(Activity)
Your task is to copy the lines of the data below from the line holding "the white hard" through the line holding "Target: white hard hat", inclusive, exactly and with nothing added.

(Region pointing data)
=-=-=-=-=

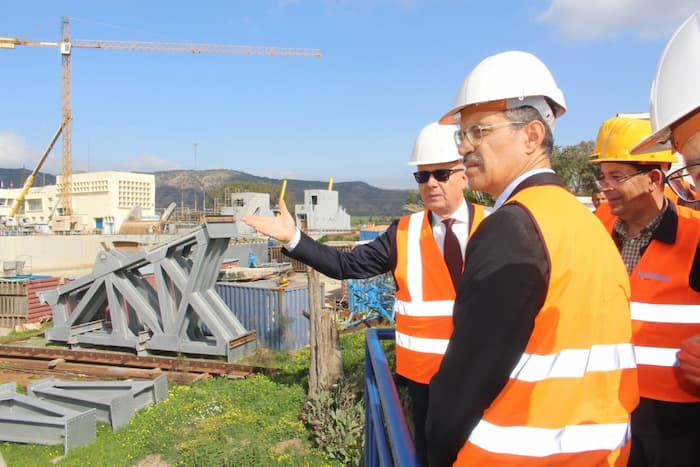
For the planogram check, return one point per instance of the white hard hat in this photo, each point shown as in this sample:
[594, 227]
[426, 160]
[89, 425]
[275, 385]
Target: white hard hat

=-=-=-=-=

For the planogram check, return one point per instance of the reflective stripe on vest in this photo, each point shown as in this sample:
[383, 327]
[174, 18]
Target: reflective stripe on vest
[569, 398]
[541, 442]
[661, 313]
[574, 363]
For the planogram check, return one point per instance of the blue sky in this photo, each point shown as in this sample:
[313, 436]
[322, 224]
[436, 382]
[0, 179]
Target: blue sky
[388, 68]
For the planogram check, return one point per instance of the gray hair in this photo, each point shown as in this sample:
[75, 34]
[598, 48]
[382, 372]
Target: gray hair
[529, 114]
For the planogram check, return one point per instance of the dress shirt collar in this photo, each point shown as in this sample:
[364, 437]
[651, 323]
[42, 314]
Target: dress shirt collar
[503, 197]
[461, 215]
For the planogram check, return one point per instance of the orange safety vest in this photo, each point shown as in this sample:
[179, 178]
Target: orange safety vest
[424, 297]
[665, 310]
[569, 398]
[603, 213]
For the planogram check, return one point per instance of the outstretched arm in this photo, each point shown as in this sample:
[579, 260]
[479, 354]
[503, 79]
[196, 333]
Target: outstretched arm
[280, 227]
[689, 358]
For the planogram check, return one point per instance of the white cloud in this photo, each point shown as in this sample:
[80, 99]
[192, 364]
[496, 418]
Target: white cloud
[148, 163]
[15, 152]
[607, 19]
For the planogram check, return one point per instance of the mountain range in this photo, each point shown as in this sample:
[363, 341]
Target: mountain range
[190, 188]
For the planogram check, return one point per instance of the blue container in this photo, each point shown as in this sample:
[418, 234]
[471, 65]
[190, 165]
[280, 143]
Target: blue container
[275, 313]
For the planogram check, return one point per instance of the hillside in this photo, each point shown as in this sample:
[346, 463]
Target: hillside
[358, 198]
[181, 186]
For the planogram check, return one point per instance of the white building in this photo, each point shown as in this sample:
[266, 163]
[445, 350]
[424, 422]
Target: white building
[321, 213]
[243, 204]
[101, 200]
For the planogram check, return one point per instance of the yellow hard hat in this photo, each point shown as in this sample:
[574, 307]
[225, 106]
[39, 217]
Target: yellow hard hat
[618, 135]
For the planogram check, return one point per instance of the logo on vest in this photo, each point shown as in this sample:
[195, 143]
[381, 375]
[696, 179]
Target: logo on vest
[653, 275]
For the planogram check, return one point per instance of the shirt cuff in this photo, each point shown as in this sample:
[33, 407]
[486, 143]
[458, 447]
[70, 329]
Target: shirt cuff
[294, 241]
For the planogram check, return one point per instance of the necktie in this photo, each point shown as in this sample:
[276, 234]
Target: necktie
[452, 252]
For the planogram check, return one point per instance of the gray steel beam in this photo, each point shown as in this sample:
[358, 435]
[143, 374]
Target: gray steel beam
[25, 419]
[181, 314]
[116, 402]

=-=-=-=-=

(Output of the task)
For the planogram check, return one point per instance of the white hard hat in this photo, each point shown as in this sample:
[594, 227]
[426, 160]
[89, 425]
[275, 385]
Target: white hard hat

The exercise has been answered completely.